(Point annotation data)
· · ·

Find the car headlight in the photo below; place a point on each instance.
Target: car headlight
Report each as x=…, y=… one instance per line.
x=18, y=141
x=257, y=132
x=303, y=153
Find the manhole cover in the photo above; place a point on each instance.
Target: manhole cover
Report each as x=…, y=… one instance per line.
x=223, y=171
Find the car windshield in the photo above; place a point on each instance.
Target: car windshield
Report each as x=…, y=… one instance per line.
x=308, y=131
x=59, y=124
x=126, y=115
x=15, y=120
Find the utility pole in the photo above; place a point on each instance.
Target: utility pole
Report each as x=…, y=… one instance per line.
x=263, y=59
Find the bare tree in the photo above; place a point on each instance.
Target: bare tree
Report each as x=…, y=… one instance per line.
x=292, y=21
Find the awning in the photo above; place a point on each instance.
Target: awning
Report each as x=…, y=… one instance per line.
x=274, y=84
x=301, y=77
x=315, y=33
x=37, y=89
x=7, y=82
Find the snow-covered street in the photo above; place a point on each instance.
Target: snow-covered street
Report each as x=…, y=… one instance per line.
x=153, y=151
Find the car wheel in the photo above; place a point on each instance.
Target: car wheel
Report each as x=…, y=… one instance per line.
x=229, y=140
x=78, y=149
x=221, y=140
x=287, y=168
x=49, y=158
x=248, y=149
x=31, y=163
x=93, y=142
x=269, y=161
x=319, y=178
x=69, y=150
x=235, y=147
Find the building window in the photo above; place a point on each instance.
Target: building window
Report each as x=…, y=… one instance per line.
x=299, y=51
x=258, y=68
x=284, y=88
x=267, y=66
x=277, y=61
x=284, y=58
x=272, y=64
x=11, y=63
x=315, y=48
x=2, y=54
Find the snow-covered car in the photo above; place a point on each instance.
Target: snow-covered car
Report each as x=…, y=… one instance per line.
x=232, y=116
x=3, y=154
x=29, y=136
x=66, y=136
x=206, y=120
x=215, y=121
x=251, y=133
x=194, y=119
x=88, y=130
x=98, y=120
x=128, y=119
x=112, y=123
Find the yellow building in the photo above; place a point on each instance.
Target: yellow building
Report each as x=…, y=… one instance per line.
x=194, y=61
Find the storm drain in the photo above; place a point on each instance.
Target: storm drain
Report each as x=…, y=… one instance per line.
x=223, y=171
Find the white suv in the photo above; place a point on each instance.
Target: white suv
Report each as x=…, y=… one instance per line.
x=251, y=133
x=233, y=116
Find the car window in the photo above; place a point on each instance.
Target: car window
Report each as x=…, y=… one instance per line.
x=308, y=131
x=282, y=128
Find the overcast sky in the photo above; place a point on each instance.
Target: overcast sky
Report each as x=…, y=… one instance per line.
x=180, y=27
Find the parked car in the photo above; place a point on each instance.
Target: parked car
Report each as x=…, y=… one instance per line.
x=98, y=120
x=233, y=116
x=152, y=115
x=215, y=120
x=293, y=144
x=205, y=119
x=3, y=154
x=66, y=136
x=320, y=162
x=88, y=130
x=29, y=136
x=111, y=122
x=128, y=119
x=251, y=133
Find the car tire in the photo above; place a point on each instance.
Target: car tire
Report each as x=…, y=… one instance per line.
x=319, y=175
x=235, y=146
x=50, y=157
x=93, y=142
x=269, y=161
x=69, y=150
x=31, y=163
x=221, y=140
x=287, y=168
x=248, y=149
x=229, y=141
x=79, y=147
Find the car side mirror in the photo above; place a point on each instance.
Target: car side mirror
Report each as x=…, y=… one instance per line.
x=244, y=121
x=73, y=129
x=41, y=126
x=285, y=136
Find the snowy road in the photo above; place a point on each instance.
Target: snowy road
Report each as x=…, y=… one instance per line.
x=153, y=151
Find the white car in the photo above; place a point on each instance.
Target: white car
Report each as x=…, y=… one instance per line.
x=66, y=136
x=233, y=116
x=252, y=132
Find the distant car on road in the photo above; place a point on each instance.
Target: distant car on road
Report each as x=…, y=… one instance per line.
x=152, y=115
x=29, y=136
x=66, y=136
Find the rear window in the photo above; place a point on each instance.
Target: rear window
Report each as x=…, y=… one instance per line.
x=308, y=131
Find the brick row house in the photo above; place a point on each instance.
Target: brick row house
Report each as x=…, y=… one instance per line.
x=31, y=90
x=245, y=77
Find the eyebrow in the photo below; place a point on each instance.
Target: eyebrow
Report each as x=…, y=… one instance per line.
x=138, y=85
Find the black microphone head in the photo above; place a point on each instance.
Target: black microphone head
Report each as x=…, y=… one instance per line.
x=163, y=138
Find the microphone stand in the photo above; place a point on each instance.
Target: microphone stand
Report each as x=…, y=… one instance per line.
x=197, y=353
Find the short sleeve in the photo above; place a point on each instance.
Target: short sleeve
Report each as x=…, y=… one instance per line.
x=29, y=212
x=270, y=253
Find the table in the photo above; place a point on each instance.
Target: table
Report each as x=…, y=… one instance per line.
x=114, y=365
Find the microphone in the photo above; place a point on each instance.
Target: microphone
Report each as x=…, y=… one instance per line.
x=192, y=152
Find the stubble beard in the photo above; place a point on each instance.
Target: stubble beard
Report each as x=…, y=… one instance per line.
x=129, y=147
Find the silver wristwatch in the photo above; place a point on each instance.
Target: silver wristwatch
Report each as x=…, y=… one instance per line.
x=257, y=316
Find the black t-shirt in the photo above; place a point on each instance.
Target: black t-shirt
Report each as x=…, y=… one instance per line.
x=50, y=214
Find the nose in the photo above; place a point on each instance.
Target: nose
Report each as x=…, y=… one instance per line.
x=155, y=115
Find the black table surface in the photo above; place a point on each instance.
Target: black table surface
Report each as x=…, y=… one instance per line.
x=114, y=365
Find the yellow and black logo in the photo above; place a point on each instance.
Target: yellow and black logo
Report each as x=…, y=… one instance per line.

· · ·

● Exercise instructions
Return every line of the listing above, copied without any change.

● Written reply
Find the car headlight in the photo below; place a point on each instance.
Target: car headlight
Report each as x=…, y=… one instance per line.
x=18, y=141
x=257, y=132
x=303, y=153
Find the manhole cover in the photo above; place a point on each instance.
Target: manhole cover
Report each as x=…, y=… one instance per line.
x=223, y=171
Find the car windshield in the photo above; place a point on each instance.
Target: car windshield
Report each as x=…, y=… one instance per line.
x=308, y=131
x=59, y=124
x=126, y=115
x=15, y=120
Find the utility pole in the photo above; place a point on each instance.
Target: utility pole
Report each as x=…, y=… one instance per line.
x=263, y=59
Find the bare tree in the photo above; place a point on each instance.
Target: bare tree
Report each as x=…, y=… one instance per line.
x=292, y=21
Find the awning in the photo above; place a point on each instance.
Target: awning
Report each as x=…, y=… one instance per line.
x=274, y=84
x=301, y=77
x=315, y=33
x=37, y=89
x=7, y=82
Find the snow-covered street in the photo above; place a point on each instance.
Target: snow-covered street
Report each as x=…, y=… one instance per line.
x=153, y=151
Find the car wheel in the photo above; place a point on each instance.
Target: car wheel
Report each as x=…, y=… one instance per line.
x=229, y=140
x=78, y=149
x=221, y=140
x=287, y=168
x=49, y=158
x=248, y=149
x=31, y=163
x=93, y=142
x=269, y=161
x=319, y=178
x=69, y=150
x=235, y=147
Find the building window in the photo above; place a point on each instance.
Target: building window
Report each as x=…, y=… one instance per line.
x=299, y=51
x=258, y=68
x=284, y=88
x=267, y=66
x=277, y=61
x=284, y=58
x=272, y=64
x=11, y=63
x=315, y=48
x=2, y=54
Find the snow-covered car in the photo above; place a point on each instance.
Target: snow-covered car
Report each as x=…, y=… one instance per line.
x=232, y=116
x=3, y=154
x=29, y=136
x=66, y=136
x=206, y=120
x=215, y=121
x=251, y=133
x=194, y=119
x=88, y=130
x=98, y=120
x=128, y=119
x=112, y=123
Find the yellow building in the photo above; place a point on each instance.
Target: yellow building
Report each as x=…, y=… one instance per line.
x=194, y=61
Find the storm drain in the photo above; place a point on each instance.
Target: storm drain
Report each as x=…, y=… one instance per line.
x=223, y=171
Find the white suv in the photo above; place a point on each instance.
Target: white suv
Report each as x=…, y=… one instance per line.
x=251, y=133
x=233, y=116
Find the car window in the photo above; place a point on each instance.
Target: car window
Report each as x=…, y=… one instance per line.
x=308, y=131
x=282, y=128
Find the overcast sky in the photo above; place a point on each instance.
Target: overcast sky
Report each as x=…, y=… one instance per line.
x=180, y=27
Find the parked car in the photo above; place a point on each instance.
Target: parked car
Report each as x=…, y=… one instance per line.
x=98, y=120
x=233, y=116
x=152, y=115
x=215, y=120
x=293, y=144
x=205, y=119
x=3, y=154
x=66, y=136
x=320, y=162
x=88, y=130
x=29, y=136
x=111, y=122
x=128, y=119
x=251, y=133
Find the car tire in the photo above; place a point on each instance.
Target: car tire
Report each as x=…, y=… one instance per line.
x=319, y=175
x=235, y=146
x=50, y=157
x=93, y=142
x=269, y=161
x=69, y=150
x=31, y=163
x=221, y=140
x=287, y=168
x=248, y=149
x=229, y=141
x=79, y=147
Find the car side mirror in the photo above; place a point on each instance.
Target: car side mirror
Report each as x=…, y=… one instance per line.
x=244, y=121
x=73, y=129
x=41, y=126
x=285, y=136
Find the snowy road in the photo above; place a point on each instance.
Target: snowy road
Report each as x=…, y=… one instance per line.
x=153, y=151
Find the white car in the photo above; place a point on each instance.
Target: white car
Report each as x=…, y=… one instance per line.
x=66, y=136
x=233, y=116
x=252, y=132
Find the distant car on road in the photo above; place a point on each instance.
Target: distant car on road
Report each as x=…, y=… one instance per line.
x=152, y=115
x=29, y=136
x=66, y=136
Find the rear window in the photo above; place a point on each instance.
Target: rear window
Report each as x=…, y=… one instance per line.
x=308, y=131
Find the brick row house in the photo above; place a point on each instance.
Target: brick row house
Report each as x=…, y=… one instance per line.
x=31, y=90
x=245, y=77
Find the eyebrow in the photo below; place a point on each instance.
Target: eyebrow
Report each as x=…, y=… one instance per line.
x=138, y=85
Find the black microphone head in the photo above; place a point on each instance.
Target: black microphone head
Report each as x=…, y=… one instance per line.
x=163, y=138
Find the microphone stand in the photo above; place a point on each instance.
Target: microphone stand
Report each as x=…, y=… one instance per line.
x=197, y=353
Find the short sleeve in the photo above; place a point on each instance.
Target: short sleeve
Report each as x=…, y=… one instance per line.
x=29, y=212
x=270, y=253
Find the table in the photo above; place a point on each instance.
Target: table
Report each as x=…, y=… one instance per line.
x=114, y=365
Find the microphone in the photo above; place a point on each instance.
Target: microphone
Report each as x=…, y=… one instance per line.
x=192, y=152
Find the stubble beard in the photo above; place a point on each instance.
Target: stubble beard
Report each as x=…, y=… one instance per line.
x=129, y=147
Find the silver wristwatch in the photo above; place a point on each instance.
Target: silver wristwatch
Report each as x=…, y=… one instance per line.
x=257, y=316
Find the black t-shirt in the photo above; place a point on each instance.
Target: black t-shirt
Report each as x=…, y=… one instance per line.
x=50, y=214
Find the nose in the photo above; place a point on each instance.
Target: nose
Report each as x=…, y=… one instance per line.
x=155, y=115
Find the black table surface in the photo above; place a point on each instance.
Target: black table surface
Report each as x=…, y=… one instance per line.
x=114, y=365
Find the yellow and black logo in the photo above; place a point on each instance.
Target: yellow and black logo
Report each as x=…, y=… one instance per line.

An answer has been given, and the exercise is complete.